Top of DOCUMENT EXCERPT

At Your Home Without Me with Leah Pisar
Donald Trump, Ambushed or Unmasked?
[Translated from French]
Over the last few weeks, the health crisis has morphed into a full-fledged socio-political crisis within the United States. An inevitable explosion in unemployment, resulting from these extra-ordinary circumstances, paired with the anti-racist protests and riots sweeping not only the nation, but the world, in the wake of George Floyd’s death, are proof that this is a turbulent period indeed.
In addition to the pandemic and the protests, the White House’s reaction to the upheaval has set the tone for the upcoming presidential election–it is a climate with which the American people have become very familiar over the past three months of quarantine. That is: utterly out of the ordinary.
It still remains difficult to determine whether Donald Trump has cannily taken advantage of a violent political situation mirroring a divided America, one which he does not seem interested in reconciling; or if he has gone too far and, finally, crossed a line. With declining approval ratings, some cracks in the heretofore seamless Republican support he used to enjoy, and disagreement seeping within his own administration, has Donald Trump begun to jeopardize his chances for re-election on Nov. 3rd? The 2020 presidential election will offer voters a stark choice between a divided, individualistic society; and a united America that is open to the world.
It is a struggle between “two visions of America,” in which “the soul of this country and the balance of the world” are at stake, explains Franco-American writer and former advisor to President Clinton Leah Pisar. Current President of the Aladdin Project—a NGO that works for intercultural rapprochement and the rejection of Holocaust denial, racism and anti-Semitism, Leah Pisar naturally sides with openness, humanity, and a shared world.

Bottom of DOCUMENT EXCERPT

## YOUR OBJECTIVE
Copy everything in the article on Donald Trump from "It is a struggle" down to "a shared world.". The data that comes next has no connection to the text on the Trump article.

Top of INFORMATION SHOWN

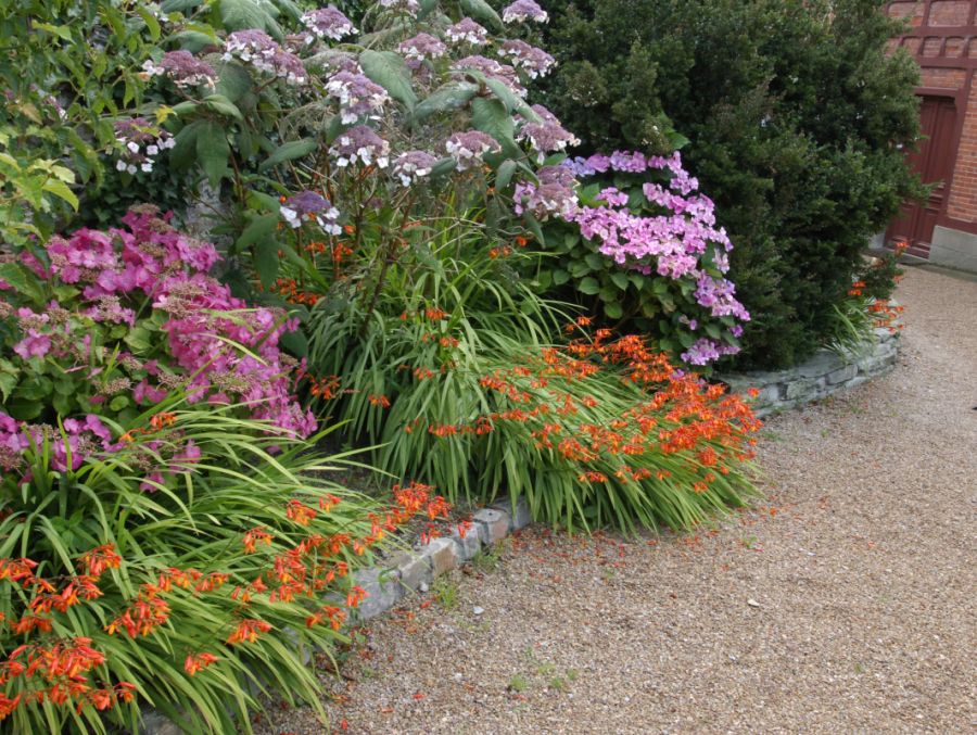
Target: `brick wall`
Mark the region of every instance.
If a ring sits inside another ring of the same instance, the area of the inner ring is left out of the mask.
[[[928,93],[955,99],[957,119],[963,118],[953,178],[944,216],[977,225],[977,0],[896,0],[887,12],[906,21],[906,35],[892,42],[921,66],[921,86]],[[948,223],[951,224],[952,223]]]

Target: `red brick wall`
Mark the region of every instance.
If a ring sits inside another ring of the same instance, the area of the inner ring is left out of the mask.
[[[977,0],[896,0],[888,5],[889,15],[909,22],[910,30],[891,46],[901,46],[915,56],[922,67],[925,93],[946,90],[955,99],[957,119],[962,118],[963,123],[944,216],[970,226],[977,225],[975,11]]]

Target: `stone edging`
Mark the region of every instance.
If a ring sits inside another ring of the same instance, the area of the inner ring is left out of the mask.
[[[475,511],[464,536],[455,528],[451,536],[433,538],[416,550],[396,552],[373,567],[353,572],[352,583],[367,593],[354,611],[353,624],[386,612],[411,592],[426,592],[435,579],[470,561],[482,548],[525,528],[532,519],[525,498],[519,498],[515,506],[503,499]],[[289,631],[284,633],[288,635]],[[303,650],[302,657],[309,663],[312,651]],[[180,735],[182,732],[152,709],[144,710],[140,720],[141,735]]]
[[[891,372],[899,355],[899,332],[876,328],[874,343],[865,351],[841,358],[830,350],[821,350],[800,365],[776,372],[740,372],[718,376],[733,393],[756,388],[753,401],[758,416],[796,408],[834,395],[866,380]]]

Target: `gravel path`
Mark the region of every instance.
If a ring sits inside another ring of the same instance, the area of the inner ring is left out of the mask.
[[[771,419],[767,497],[694,537],[531,529],[323,677],[348,733],[977,731],[977,282],[912,269],[901,364]],[[422,596],[422,599],[430,595]],[[481,608],[481,614],[475,614]],[[307,710],[264,733],[323,733]]]

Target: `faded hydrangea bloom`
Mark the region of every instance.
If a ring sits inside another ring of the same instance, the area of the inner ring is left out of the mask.
[[[342,228],[337,224],[340,211],[332,203],[315,191],[302,191],[289,197],[280,207],[281,216],[290,227],[302,226],[303,219],[315,221],[330,235],[340,235]]]
[[[397,51],[407,59],[423,61],[424,59],[440,59],[447,53],[447,47],[430,34],[418,34],[406,41],[401,41]]]
[[[495,138],[481,130],[456,132],[445,141],[444,148],[457,163],[458,170],[471,168],[485,153],[502,150]]]
[[[380,0],[380,5],[388,10],[407,13],[410,16],[417,15],[420,11],[420,4],[417,0]]]
[[[524,122],[519,130],[518,139],[529,141],[533,150],[537,152],[538,163],[546,160],[547,153],[566,150],[568,145],[580,144],[580,139],[560,125],[557,116],[546,107],[534,104],[532,109],[541,117],[541,122]]]
[[[236,30],[230,34],[224,47],[224,60],[234,58],[292,85],[304,85],[308,80],[302,60],[286,51],[263,30]]]
[[[444,31],[453,43],[468,42],[483,46],[488,40],[488,31],[470,17],[464,17]]]
[[[165,76],[180,89],[206,85],[213,89],[217,73],[207,62],[201,61],[189,51],[167,51],[156,64],[148,59],[142,69],[150,76]]]
[[[407,151],[397,156],[393,164],[393,175],[401,179],[405,187],[416,183],[428,176],[437,159],[427,151]]]
[[[357,161],[364,166],[376,164],[386,168],[390,162],[390,143],[366,125],[357,125],[343,132],[329,152],[335,156],[335,165],[340,168],[352,166]]]
[[[356,33],[352,21],[340,12],[335,5],[310,10],[302,15],[303,25],[317,38],[331,38],[334,41],[342,40],[345,36]],[[308,39],[310,43],[312,38]]]
[[[503,42],[498,55],[511,60],[512,65],[525,71],[531,79],[546,76],[556,64],[556,60],[543,49],[518,39]]]
[[[516,185],[516,214],[532,212],[540,219],[550,215],[568,218],[578,208],[576,179],[563,166],[544,166],[536,172],[538,186],[529,181]]]
[[[376,85],[361,74],[339,72],[326,83],[329,97],[340,103],[340,114],[345,124],[355,123],[360,117],[377,119],[378,112],[390,101],[390,96],[380,85]]]
[[[452,71],[456,74],[464,75],[467,69],[481,72],[490,79],[497,79],[508,87],[519,97],[525,97],[525,88],[519,84],[519,75],[516,69],[508,64],[499,64],[494,59],[485,56],[465,56],[452,64]]]
[[[503,21],[506,23],[525,23],[526,21],[546,23],[549,21],[549,15],[533,0],[516,0],[503,10]]]

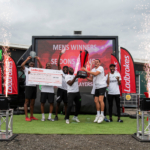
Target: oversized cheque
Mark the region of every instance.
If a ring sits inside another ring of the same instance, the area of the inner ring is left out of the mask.
[[[29,68],[29,84],[36,85],[62,85],[62,71],[53,69]]]

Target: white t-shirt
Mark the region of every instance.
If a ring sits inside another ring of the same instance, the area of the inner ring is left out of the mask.
[[[36,86],[35,84],[28,84],[28,79],[29,79],[29,74],[28,74],[28,72],[29,72],[29,68],[25,67],[25,69],[24,69],[24,74],[25,74],[25,76],[26,76],[26,86]]]
[[[58,86],[58,88],[63,89],[63,90],[67,90],[67,83],[65,81],[66,75],[67,74],[64,74],[64,72],[62,71],[62,86]]]
[[[68,81],[72,81],[74,79],[75,75],[66,75],[65,76],[65,81],[66,83]],[[75,82],[72,84],[72,86],[70,86],[69,84],[67,84],[67,92],[68,93],[76,93],[79,92],[79,85],[78,85],[78,79],[75,80]]]
[[[41,92],[54,93],[54,87],[53,86],[42,85],[41,86]]]
[[[99,66],[97,69],[96,68],[94,68],[94,69],[95,69],[95,71],[93,71],[93,72],[96,72],[96,71],[100,72],[100,74],[98,74],[96,76],[95,88],[100,89],[100,88],[107,87],[106,77],[104,75],[104,68],[102,66]]]
[[[119,81],[121,81],[121,76],[120,73],[117,73],[117,76],[119,77]],[[106,78],[108,78],[108,74],[106,75]],[[119,90],[119,85],[118,85],[118,81],[116,79],[116,74],[114,72],[114,74],[109,75],[109,87],[108,87],[108,94],[111,95],[118,95],[120,94],[120,90]]]

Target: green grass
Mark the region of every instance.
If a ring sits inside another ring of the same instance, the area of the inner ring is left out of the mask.
[[[117,122],[117,117],[113,116],[113,122],[93,123],[95,115],[79,115],[80,123],[72,122],[66,124],[64,115],[59,115],[59,120],[55,122],[41,121],[41,114],[35,114],[38,121],[26,122],[24,115],[14,115],[13,133],[28,134],[133,134],[136,132],[136,119],[122,117],[123,123]],[[45,114],[48,117],[48,114]],[[54,118],[54,115],[52,115]],[[90,118],[91,122],[87,121]],[[147,123],[147,122],[146,122]]]

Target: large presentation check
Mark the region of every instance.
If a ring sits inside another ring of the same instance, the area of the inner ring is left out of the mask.
[[[29,84],[36,85],[62,85],[62,71],[53,69],[29,68]]]

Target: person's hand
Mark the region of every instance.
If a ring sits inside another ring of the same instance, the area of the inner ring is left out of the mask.
[[[36,58],[37,60],[40,60],[40,57],[38,57],[38,56],[35,56],[35,58]]]
[[[28,57],[27,57],[27,60],[30,60],[31,58],[32,58],[31,56],[28,56]]]
[[[81,69],[87,72],[87,70],[86,70],[86,68],[85,68],[85,67],[82,67]]]
[[[119,77],[116,77],[116,79],[119,81]]]

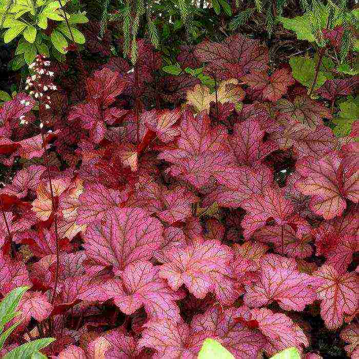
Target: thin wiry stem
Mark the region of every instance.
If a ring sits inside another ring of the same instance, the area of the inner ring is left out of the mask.
[[[139,143],[139,98],[138,97],[138,67],[135,65],[135,87],[136,106],[136,143]]]
[[[42,124],[43,122],[41,120],[41,104],[39,106],[39,117],[40,119],[40,123]],[[49,186],[50,187],[50,193],[51,196],[51,210],[53,214],[54,225],[55,227],[55,238],[56,243],[56,269],[55,271],[55,283],[54,284],[54,289],[51,295],[50,303],[53,304],[55,301],[55,296],[56,296],[56,291],[57,288],[57,283],[58,282],[58,272],[59,270],[60,265],[60,252],[59,248],[59,243],[60,242],[58,236],[58,231],[57,230],[57,215],[56,213],[56,205],[55,204],[55,196],[54,196],[53,189],[52,188],[52,182],[51,181],[51,173],[50,170],[50,165],[49,164],[49,157],[46,150],[46,145],[45,144],[45,134],[44,133],[44,127],[41,129],[41,137],[43,140],[43,146],[44,147],[44,162],[45,162],[45,166],[46,167],[46,172],[47,173],[47,177],[49,181]]]
[[[215,92],[215,116],[216,121],[218,122],[218,92],[217,91],[217,80],[214,79],[214,91]]]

Bottom of INFORMATION SHOWN

## WORKED SOLUTION
It is a struggle between “two visions of America,” in which “the soul of this country and the balance of the world” are at stake, explains Franco-American writer and former advisor to President Clinton Leah Pisar. Current President of the Aladdin Project—a NGO that works for intercultural rapprochement and the rejection of Holocaust denial, racism and anti-Semitism, Leah Pisar naturally sides with openness, humanity, and a shared world.